Exercise passage:
- Opening Delimiter -

Anthropic leadership conversation

zach-stein-perlman

Anthropic leadership conversation

post by Zach Stein-Perlman · 2024-12-20T22:00:45.229Z · LW · GW · 17 comments

This is a link post for https://www.youtube.com/watch?v=om2lIWXLLN4

  Tom Brown at 20:00 
  Daniela Amodei at 20:26
  Sam McCandlish at 21:30
  Dario Amodei at 22:00 
  Daniela Amodei at 23:25
  Chris Olah at 24:20
  Daniela Amodei at 29:04
  Jared Kaplan at 25:11
  Dario Amodei at 41:38
  Daniela Amodei at 42:08
  Dario Amodei at 48:07
None
17 comments

This is interesting and I'm glad Anthropic did it. I quoted interesting-to-me parts and added some unjustified commentary.

Tom Brown at 20:00

the US treats the Constitution as like the holy document—which I think is just a big thing that strengthens the US, like we don't expect the US to go off the rails in part because just like every single person in the US is like The Constitution is a big deal, and if you tread on that, like, I'm mad. I think that the RSP, like, it holds that thing. It's like the holy document for Anthropic. So it's worth doing a lot of iterations getting it right.

Daniela Amodei at 20:26

Some of what I think has been so cool to watch about the RSP development at Anthropic is it feels like it has gone through so many different phases and there's so many different skills that are needed to make it work, right? There's the big ideas; Dario and Paul and Sam and Jared and so many others are like, what are the principles? Like what are we trying to say? How do we know if we're right? But there's also this very operational approach to just iterating where we're like, well, we thought that we were gonna see this at this safety level, and we didn't, so should we change it so that we're making sure that we're holding ourselves accountable? And then there's all kinds of organizational things, right? We just were like, let's change the structure of the RSP organization for clearer accountability. And I think my sense is that for a document that's as important as this, right, I love the Constitution analogy, it's like there's all of these bodies and systems that exist in the US to make sure that we follow the Constitution, right? There's the courts, there's the Supreme Court, there's the presidency, there's, you know, both houses of Congress and they do all kinds of other things, of course, but there's like all of this infrastructure that you need around this one document, and I feel like we're also learning that lesson here.

- Closing Delimiter -

(Region pointing data)
- Opening Delimiter -

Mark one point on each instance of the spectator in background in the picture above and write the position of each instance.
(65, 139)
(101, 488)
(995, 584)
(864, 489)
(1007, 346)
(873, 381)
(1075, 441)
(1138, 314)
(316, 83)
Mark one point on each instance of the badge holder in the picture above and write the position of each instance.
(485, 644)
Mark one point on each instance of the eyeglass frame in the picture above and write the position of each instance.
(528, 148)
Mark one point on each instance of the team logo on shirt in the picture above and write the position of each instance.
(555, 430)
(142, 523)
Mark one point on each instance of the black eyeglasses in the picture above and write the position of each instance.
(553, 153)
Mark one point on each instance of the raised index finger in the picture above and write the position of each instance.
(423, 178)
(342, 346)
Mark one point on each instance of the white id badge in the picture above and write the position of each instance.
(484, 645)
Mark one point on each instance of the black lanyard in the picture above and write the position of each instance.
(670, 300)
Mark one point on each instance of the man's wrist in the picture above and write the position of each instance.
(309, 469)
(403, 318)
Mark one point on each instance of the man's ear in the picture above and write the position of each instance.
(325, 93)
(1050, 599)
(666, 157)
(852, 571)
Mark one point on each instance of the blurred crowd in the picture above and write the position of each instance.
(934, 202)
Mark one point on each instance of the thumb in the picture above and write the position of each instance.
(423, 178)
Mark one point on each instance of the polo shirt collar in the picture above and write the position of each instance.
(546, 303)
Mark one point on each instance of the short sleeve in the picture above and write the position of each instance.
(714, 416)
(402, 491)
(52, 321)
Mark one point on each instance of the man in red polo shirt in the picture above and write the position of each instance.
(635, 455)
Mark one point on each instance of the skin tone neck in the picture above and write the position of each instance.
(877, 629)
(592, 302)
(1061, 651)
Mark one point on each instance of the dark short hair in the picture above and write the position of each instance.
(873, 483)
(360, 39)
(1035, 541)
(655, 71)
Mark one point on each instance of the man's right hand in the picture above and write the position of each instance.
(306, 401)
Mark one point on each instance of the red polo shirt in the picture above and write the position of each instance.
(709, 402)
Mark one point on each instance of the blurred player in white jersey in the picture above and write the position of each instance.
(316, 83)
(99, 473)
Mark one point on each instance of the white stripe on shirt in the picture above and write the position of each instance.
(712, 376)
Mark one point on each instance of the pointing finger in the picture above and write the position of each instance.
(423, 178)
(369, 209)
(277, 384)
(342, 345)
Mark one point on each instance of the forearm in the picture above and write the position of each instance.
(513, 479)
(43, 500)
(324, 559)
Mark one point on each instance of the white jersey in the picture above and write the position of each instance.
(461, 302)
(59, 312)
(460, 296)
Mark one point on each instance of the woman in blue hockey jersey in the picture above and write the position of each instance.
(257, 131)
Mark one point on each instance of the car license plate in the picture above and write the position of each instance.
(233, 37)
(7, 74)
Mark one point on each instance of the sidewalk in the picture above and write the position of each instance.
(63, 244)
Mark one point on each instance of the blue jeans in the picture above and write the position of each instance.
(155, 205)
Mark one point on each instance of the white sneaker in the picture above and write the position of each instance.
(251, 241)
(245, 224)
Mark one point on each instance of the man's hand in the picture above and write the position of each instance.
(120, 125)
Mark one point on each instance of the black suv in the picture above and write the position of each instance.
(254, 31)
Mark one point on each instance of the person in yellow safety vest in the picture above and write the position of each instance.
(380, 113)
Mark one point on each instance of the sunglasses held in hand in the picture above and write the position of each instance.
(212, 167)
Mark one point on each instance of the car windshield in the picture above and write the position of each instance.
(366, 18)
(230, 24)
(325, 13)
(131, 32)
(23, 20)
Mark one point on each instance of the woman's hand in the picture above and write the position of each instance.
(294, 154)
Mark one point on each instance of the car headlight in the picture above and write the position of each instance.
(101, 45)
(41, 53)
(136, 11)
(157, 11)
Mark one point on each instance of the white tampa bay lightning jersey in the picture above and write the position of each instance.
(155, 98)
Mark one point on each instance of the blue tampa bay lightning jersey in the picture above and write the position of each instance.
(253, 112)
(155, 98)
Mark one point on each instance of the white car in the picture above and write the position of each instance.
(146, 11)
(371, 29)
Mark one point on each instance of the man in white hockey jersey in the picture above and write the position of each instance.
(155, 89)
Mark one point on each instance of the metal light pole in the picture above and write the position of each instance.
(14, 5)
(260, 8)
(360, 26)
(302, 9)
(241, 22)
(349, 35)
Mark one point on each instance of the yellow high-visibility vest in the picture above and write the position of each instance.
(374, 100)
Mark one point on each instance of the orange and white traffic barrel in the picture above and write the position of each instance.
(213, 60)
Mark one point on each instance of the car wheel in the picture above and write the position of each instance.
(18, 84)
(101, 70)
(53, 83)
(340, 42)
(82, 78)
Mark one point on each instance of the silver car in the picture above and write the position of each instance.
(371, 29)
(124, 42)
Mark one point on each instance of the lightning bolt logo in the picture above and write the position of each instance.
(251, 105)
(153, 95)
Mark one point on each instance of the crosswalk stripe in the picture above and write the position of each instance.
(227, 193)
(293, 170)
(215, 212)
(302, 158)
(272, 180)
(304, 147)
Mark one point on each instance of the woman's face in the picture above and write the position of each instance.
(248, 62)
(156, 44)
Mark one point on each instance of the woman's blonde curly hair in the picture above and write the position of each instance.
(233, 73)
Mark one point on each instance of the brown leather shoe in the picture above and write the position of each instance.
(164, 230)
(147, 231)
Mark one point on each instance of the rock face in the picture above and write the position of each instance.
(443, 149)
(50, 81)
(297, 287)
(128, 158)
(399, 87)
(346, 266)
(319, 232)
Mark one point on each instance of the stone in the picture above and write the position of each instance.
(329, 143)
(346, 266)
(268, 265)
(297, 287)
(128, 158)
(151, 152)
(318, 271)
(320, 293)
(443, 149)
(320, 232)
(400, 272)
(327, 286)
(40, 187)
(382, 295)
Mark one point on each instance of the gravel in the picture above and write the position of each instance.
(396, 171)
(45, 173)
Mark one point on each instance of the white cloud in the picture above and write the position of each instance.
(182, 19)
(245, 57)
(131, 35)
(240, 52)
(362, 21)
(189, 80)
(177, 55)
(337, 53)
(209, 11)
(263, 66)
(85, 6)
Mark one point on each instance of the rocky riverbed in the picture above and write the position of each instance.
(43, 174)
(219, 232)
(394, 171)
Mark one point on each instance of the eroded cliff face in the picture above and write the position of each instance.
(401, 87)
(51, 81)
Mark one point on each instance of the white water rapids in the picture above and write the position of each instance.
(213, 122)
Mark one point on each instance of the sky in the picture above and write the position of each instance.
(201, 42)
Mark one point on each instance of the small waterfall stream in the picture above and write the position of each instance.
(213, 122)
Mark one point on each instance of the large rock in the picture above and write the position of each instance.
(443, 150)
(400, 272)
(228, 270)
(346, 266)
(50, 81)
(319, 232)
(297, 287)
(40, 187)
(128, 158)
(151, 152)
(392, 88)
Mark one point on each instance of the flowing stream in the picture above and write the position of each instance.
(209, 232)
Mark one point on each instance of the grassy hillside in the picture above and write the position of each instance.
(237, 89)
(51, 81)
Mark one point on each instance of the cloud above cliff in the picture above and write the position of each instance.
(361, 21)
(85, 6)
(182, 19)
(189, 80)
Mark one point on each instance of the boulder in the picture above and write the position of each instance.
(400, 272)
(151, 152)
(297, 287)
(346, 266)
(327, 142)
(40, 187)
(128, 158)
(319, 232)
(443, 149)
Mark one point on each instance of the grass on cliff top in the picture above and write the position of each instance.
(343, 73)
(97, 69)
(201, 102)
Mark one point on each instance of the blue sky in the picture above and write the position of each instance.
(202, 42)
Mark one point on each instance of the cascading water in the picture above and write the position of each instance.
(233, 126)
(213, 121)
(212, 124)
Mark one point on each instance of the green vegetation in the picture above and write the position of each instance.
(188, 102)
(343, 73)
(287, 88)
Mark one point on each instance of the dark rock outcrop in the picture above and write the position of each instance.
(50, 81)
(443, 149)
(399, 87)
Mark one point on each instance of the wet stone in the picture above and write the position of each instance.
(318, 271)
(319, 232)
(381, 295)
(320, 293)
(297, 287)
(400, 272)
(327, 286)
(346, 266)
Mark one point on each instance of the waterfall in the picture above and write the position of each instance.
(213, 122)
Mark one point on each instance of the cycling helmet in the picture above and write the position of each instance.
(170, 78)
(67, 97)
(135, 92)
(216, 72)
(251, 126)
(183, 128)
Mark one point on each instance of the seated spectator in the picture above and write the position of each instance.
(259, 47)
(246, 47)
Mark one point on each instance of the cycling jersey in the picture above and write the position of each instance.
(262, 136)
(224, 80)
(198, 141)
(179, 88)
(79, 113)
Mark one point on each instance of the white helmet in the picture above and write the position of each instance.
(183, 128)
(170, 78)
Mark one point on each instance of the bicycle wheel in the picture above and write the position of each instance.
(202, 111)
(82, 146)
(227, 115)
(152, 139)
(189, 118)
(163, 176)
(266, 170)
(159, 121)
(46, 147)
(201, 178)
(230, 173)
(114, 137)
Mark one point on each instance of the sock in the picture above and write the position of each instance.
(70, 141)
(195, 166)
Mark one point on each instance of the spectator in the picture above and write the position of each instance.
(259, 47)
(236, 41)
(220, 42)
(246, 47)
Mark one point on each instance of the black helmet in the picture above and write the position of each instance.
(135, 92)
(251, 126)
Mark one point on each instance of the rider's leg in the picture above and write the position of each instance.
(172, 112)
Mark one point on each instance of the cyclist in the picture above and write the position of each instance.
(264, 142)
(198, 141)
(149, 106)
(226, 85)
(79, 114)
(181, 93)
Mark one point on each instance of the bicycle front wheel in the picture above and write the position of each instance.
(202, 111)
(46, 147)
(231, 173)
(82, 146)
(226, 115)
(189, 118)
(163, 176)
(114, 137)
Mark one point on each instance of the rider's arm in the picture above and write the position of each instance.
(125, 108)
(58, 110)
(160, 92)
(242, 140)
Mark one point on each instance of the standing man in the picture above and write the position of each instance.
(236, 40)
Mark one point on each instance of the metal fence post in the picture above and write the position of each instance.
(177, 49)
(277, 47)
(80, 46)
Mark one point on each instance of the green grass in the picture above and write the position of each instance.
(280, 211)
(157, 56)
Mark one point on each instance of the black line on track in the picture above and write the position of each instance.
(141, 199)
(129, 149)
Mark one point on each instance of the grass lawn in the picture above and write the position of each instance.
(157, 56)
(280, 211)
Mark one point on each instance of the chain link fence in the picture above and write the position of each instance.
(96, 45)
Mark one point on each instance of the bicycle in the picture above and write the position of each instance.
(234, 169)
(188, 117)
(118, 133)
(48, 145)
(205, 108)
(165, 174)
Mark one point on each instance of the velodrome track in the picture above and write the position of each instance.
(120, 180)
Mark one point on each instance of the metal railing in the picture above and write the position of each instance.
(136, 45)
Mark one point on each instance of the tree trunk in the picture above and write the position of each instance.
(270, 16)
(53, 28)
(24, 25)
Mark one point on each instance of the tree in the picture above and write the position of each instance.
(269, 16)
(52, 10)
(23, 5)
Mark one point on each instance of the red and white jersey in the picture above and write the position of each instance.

- Closing Delimiter -

Directions: Continue the forum post about the Anthropic leadership conversation, picking up after its final quoted passage.

Task answer:
Does the new RSP promote "clearer accountability"? I guess a little; per the new RSP:

Internal and external accountability: We have made a number of changes to our previous “procedural commitments.” These include expanding the duties of the Responsible Scaling Officer; adding internal critique and external expert input on capability and safeguard assessments; new procedures related to internal governance; and maintaining a public page for overviews of past Capability and Safeguard Reports, RSP-related updates, and future plans.

But mostly the new RSP is just "more flexible and nuanced," I think.

Also, minor:

well, we thought that we were gonna see this at this safety level, and we didn't, so should we change it so that we're making sure that we're holding ourselves accountable?

I don't really understand (like, I can't imagine an example that would be well-described by this) but I'm slightly annoyed because it suggests a vibe of we have made the RSP stronger at least once.

Sam McCandlish at 21:30

[The RSP] sort of reflects a view a lot of us have about safety, which is that it's a solvable problem. It's just a very, very hard problem that's gonna take tons and tons of work. All of these institutions that we need to build up, like there's all sorts of institutions built up around like automotive safety, built up over many, many years. But we're like, Do we have the time to do that? We've gotta go as fast as we can to figure out what the institutions we need for AI safety are, and build those and try to build them here first, but make it exportable.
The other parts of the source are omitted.